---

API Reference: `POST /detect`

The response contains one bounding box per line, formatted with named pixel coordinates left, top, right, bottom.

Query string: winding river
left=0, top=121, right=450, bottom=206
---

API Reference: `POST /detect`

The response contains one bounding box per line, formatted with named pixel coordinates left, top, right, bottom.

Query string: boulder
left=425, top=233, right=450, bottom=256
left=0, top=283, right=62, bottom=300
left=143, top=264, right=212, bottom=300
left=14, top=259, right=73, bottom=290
****
• **THE REQUEST**
Reproduce every line of the entries above without any changes.

• **SOLUTION TO THIS EXERCISE**
---

API Reference: `POST /detect`

The response contains one bounding box per line, formatted with named pixel coordinates left, top, right, bottom.

Query string: winding river
left=0, top=121, right=450, bottom=206
---

API Reference: `POST /detect`

The response contains one bounding box per line, formatted with named pixel coordinates left, top, right, bottom.

Query string: boulder
left=425, top=233, right=450, bottom=256
left=0, top=283, right=62, bottom=300
left=143, top=264, right=212, bottom=300
left=14, top=259, right=73, bottom=290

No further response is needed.